╭─ Document text

Comparing your list with mine, with some subjective editing based on my 
small courier font, that chops the list of usable operators down to 
only a handful:

Code	Symbol	Comment
167	§	Could be used
169	©	Could be used
171	«	May well be used
172	¬	Not?
174	®	Could be used
176	°	Could be used
177	±	Introduces an interesting level of uncertainty?  Useable
181	µ	Could be used
182	¶	Could be used
186	º	Could be used (but I dislike it as it is alphabetic)
187	»	May well be used
191	¿	Could be used


That's all.  A shame, because some of the others have very interesting 
possibilities:

   • ≠ ø † ∑ ∂ ƒ ∆ ≤ ≥ ∫ ≈ Ω ‡ ± ˇ ∏ Æ

But if Windows can't easily do them, that's a pretty big problem.  
Thanks for the list.

MikeL



Re: Unicode operators [Was: Re: UTF-8 and Unicode FAQ, demos]

2002-11-05 Thread Jonathan Scott Duff

I'm all for one or two unicode operators if they're chosen properly
(and I trust Larry to do that since he's done a stellar job so far),
but what's the mechanism to generate unicode operators if you don't
have access to a unicode-aware editor/terminal/font/etc.?  IS the only
recourse to use the named versions?  Or will there be some sort of
digraph/trigraph/whatever sequence that always gives us the operator
we need?  Something like \x[263a] but in regular code and not just
quote-ish contexts:  

$campers = $a \x[263a] $b   # make $a and $b happy

-Scott
-- 
Jonathan Scott Duff
[EMAIL PROTECTED]



Re: Unicode operators [Was: Re: UTF-8 and Unicode FAQ, demos]

2002-11-05 Thread Smylers
Dan Kogai wrote:

 We already have source filters in perl5 and I'm pretty much sure
 someone will just invent yet another 'use operators = ascii;' kind
 of stuff in perl6.

I think that's backwards to have operators being funny characters by
default but requiring explicit declaration to use well-known Ascii
characters.

Doing it t'other way round would mean that you can always write fully
portable code fragments in pure Ascii, something that'd be helpful on
mailing lists and the like.

There could be an alias syntax for people in an environment where they'd
prefer to have a non-Ascii character in place of a conglomerate of Ascii
symbols, maybe:

  treat '»...«' as '[...]';

That has the documentational advantage that any non-Ascii character used
in code must be declared earlier in that file.  And even if the
non-Ascii character gets warped in the post and displays oddly for you,
you can still see what the author intended it to do.

╰─
╭─ Information given

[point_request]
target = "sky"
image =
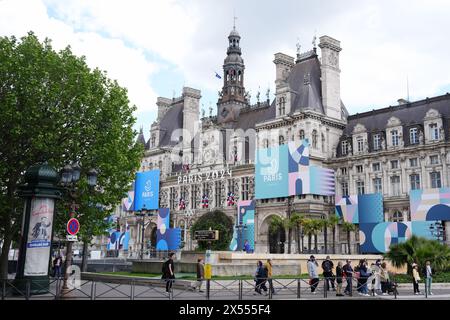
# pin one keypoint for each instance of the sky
(155, 47)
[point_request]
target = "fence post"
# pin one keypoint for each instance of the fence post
(28, 288)
(93, 289)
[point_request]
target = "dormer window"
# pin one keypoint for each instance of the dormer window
(395, 137)
(434, 131)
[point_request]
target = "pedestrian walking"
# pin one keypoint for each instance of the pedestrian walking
(416, 279)
(327, 267)
(428, 275)
(339, 278)
(268, 267)
(348, 273)
(260, 278)
(168, 271)
(384, 279)
(200, 274)
(313, 275)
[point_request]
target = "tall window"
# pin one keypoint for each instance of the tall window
(415, 181)
(377, 141)
(376, 167)
(434, 159)
(344, 146)
(302, 134)
(435, 180)
(434, 131)
(413, 136)
(395, 185)
(345, 188)
(394, 164)
(314, 138)
(377, 187)
(394, 135)
(244, 188)
(360, 144)
(360, 187)
(397, 216)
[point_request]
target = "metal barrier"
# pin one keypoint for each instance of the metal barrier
(141, 288)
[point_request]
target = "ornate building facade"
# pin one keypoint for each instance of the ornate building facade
(390, 150)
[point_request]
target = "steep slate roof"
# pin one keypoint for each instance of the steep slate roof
(172, 120)
(306, 96)
(409, 114)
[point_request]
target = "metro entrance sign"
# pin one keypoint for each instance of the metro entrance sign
(73, 226)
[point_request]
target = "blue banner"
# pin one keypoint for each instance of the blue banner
(146, 190)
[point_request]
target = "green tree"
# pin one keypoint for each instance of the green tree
(348, 227)
(53, 107)
(419, 250)
(216, 220)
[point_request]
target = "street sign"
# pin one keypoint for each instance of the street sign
(73, 226)
(71, 238)
(206, 235)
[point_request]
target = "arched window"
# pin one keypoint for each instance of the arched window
(302, 134)
(314, 138)
(397, 216)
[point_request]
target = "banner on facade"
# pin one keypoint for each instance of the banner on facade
(146, 190)
(39, 237)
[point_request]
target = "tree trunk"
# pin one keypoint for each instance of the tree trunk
(334, 240)
(85, 256)
(348, 242)
(4, 256)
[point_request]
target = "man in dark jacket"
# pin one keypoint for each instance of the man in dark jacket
(348, 272)
(327, 267)
(168, 273)
(200, 274)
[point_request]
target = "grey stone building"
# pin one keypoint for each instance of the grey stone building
(389, 150)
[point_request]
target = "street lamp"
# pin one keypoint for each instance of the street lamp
(70, 175)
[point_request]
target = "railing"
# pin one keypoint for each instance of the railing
(142, 288)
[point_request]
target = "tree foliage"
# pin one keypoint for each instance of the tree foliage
(216, 220)
(54, 108)
(419, 250)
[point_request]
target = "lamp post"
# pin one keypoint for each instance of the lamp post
(70, 176)
(40, 192)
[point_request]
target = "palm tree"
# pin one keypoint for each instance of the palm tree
(348, 227)
(296, 221)
(419, 250)
(332, 222)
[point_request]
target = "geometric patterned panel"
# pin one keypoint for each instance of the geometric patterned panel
(430, 204)
(347, 208)
(370, 208)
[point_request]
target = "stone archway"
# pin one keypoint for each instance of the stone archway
(275, 241)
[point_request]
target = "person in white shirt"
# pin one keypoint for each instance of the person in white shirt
(428, 277)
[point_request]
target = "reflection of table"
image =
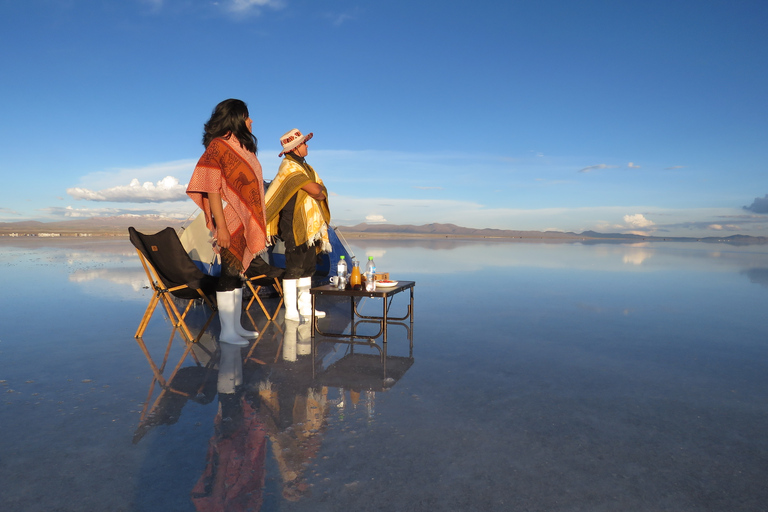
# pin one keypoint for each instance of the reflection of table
(381, 293)
(353, 337)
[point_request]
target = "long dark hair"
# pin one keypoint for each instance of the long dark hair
(229, 117)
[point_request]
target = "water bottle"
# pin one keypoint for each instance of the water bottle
(341, 272)
(370, 275)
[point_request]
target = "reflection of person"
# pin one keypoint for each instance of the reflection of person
(229, 171)
(294, 420)
(297, 213)
(236, 462)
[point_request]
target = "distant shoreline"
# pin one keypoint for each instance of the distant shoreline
(117, 227)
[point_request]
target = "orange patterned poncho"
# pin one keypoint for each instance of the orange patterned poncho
(229, 169)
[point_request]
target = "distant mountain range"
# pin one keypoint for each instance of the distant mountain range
(118, 226)
(452, 230)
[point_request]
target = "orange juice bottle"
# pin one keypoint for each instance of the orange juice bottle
(355, 281)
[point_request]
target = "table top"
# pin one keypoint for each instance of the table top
(381, 291)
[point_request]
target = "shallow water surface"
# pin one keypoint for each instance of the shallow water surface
(541, 377)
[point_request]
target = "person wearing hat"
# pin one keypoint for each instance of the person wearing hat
(297, 213)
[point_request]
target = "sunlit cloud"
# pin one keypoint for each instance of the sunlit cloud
(597, 167)
(338, 19)
(638, 220)
(759, 205)
(167, 189)
(726, 227)
(152, 172)
(87, 213)
(251, 6)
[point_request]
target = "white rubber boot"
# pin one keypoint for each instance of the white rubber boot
(228, 316)
(289, 298)
(242, 331)
(305, 299)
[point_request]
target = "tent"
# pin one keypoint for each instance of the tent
(196, 239)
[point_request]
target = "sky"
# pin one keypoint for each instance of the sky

╰─

■ **What to produce**:
Using the mailing-list thread on Unicode operators, answer yes or no to whether each statement agrees with it, and back each answer with the deciding words quoted from the thread. 1. The first message's author dislikes the symbol with code 186 because it is alphabetic. 2. Smylers agrees with making operators funny characters by default and requiring an explicit declaration to use Ascii characters. 3. Under the alias syntax Smylers suggests, a non-Ascii character used in code need not be declared anywhere in the file. Base your answers only on the mailing-list thread, not on the entries.

■ **Full answer**:
1. Yes: "but I dislike it as it is alphabetic"
2. No: "I think that's backwards to have operators being funny characters by default but requiring explicit declaration to use well-known Ascii characters."
3. No: "any non-Ascii character used in code must be declared earlier in that file"